* AIM OF THE TASK
Go through the data below and copy each line that includes "bride".

───── DATA TO USE

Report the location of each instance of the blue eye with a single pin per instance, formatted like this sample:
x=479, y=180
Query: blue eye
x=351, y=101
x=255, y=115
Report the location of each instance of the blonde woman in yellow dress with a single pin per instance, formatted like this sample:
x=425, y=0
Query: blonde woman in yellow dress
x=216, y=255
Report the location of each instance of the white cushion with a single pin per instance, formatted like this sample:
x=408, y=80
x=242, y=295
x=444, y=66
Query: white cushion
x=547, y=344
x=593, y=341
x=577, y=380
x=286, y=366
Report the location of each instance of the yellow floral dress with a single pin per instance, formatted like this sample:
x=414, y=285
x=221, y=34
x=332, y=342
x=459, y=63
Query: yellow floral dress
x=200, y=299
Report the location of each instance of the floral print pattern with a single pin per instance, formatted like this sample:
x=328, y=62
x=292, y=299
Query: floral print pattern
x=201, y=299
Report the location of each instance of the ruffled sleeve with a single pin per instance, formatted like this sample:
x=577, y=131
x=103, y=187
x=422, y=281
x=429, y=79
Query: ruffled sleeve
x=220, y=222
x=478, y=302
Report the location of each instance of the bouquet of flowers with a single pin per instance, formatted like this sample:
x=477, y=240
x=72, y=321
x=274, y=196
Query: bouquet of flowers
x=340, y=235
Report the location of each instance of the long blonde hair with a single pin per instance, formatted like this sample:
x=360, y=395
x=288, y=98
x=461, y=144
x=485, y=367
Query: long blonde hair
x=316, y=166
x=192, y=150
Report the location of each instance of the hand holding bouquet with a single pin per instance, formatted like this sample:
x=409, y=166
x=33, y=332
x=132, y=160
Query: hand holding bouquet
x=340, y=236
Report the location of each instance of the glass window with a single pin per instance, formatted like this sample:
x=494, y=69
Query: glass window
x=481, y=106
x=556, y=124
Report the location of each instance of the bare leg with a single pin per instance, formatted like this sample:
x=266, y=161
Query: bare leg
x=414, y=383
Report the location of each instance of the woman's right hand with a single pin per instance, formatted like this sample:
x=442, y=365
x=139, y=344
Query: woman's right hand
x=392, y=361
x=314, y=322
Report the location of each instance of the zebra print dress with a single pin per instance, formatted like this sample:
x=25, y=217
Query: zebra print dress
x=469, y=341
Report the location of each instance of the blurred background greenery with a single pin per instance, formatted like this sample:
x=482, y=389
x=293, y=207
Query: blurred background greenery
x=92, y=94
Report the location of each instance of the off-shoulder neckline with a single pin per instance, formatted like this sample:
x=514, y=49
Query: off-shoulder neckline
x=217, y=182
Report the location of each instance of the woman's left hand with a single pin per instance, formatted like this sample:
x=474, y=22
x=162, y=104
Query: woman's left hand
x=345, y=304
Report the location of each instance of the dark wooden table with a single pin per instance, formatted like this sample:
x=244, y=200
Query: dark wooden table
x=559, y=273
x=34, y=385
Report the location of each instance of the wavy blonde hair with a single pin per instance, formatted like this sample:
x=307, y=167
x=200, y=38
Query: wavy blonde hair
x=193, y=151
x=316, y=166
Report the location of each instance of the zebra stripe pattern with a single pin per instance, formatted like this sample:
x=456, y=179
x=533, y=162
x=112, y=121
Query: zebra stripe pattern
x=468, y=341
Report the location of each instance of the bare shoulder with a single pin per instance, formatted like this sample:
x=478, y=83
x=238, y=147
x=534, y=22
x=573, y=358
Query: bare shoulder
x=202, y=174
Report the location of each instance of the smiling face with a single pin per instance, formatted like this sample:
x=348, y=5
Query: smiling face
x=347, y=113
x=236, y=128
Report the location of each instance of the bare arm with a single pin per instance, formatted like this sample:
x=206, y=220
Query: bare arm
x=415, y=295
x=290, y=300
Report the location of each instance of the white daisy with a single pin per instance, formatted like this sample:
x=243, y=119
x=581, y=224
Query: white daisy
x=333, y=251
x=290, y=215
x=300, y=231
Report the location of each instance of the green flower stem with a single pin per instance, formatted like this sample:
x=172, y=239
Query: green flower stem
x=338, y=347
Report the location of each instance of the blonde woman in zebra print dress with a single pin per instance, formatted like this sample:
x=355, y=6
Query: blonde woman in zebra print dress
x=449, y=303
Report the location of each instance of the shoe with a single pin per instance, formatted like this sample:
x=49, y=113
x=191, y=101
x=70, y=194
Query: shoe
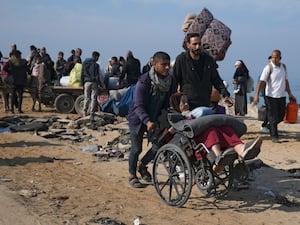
x=145, y=174
x=265, y=130
x=251, y=149
x=218, y=168
x=226, y=158
x=275, y=140
x=236, y=91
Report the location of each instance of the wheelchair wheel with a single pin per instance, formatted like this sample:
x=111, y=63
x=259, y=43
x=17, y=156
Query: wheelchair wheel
x=172, y=175
x=215, y=184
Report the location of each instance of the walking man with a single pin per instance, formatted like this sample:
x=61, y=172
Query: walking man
x=90, y=79
x=274, y=75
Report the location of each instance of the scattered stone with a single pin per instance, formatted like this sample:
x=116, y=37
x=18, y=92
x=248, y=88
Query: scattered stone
x=106, y=221
x=4, y=179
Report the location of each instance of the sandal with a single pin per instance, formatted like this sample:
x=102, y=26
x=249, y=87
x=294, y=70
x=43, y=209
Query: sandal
x=251, y=149
x=226, y=158
x=145, y=174
x=135, y=183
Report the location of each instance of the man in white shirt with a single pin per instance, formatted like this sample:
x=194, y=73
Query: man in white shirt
x=274, y=75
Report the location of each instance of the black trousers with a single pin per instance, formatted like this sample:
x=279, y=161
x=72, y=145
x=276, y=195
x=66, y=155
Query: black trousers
x=17, y=97
x=275, y=110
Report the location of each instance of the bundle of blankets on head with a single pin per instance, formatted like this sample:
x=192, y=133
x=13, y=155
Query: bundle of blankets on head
x=215, y=36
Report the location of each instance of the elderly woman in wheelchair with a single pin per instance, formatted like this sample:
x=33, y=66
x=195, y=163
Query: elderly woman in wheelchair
x=202, y=150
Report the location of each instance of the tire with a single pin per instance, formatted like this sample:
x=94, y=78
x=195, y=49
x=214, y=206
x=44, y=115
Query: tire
x=79, y=104
x=64, y=103
x=172, y=175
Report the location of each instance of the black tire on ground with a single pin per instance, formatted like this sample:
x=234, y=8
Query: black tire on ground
x=79, y=104
x=64, y=103
x=172, y=175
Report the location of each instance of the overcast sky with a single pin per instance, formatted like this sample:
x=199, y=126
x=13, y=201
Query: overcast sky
x=144, y=26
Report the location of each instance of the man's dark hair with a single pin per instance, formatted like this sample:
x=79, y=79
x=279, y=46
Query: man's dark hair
x=161, y=56
x=191, y=35
x=95, y=54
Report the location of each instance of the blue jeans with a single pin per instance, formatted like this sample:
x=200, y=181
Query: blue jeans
x=90, y=97
x=275, y=110
x=136, y=150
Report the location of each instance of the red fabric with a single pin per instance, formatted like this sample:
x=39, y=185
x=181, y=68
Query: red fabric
x=224, y=135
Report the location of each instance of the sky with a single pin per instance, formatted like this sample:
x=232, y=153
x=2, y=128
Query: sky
x=113, y=27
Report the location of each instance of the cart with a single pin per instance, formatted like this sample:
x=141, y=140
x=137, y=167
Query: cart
x=64, y=99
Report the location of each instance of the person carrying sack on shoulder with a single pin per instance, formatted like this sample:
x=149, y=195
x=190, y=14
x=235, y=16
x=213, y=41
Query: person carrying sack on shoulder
x=275, y=78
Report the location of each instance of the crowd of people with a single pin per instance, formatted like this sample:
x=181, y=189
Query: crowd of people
x=194, y=75
x=40, y=69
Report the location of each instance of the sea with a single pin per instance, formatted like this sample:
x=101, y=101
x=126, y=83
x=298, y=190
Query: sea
x=294, y=85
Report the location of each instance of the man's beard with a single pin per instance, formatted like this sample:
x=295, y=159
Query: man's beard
x=196, y=51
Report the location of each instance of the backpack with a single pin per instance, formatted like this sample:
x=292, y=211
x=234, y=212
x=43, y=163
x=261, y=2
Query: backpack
x=249, y=84
x=263, y=88
x=121, y=108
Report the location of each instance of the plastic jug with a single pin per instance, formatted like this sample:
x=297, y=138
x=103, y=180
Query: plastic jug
x=291, y=114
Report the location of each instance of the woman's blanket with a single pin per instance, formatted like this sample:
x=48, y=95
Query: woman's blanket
x=196, y=126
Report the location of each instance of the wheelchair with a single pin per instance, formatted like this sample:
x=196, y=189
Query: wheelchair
x=180, y=163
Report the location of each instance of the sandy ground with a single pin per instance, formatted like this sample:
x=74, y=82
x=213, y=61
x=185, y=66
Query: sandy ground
x=47, y=181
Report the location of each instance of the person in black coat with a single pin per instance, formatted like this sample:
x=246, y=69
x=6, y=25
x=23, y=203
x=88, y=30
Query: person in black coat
x=240, y=78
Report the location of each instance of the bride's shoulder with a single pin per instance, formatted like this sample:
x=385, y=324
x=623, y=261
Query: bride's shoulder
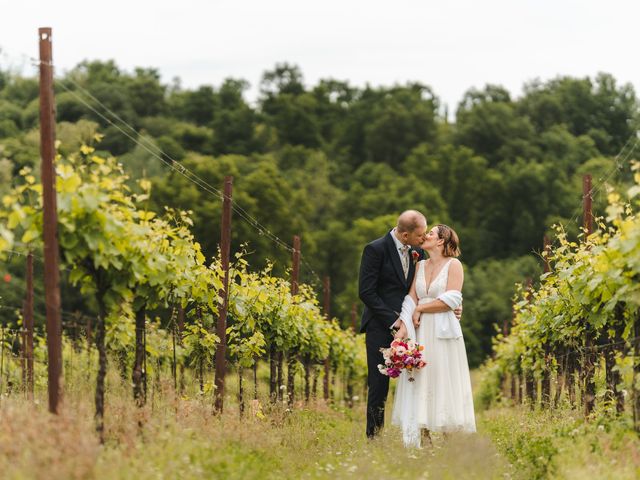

──────────

* THE ANSWER
Report the location of each instance of the bride's shoulder with a single pin per instance, formatted like this sample:
Query: bride's shoulder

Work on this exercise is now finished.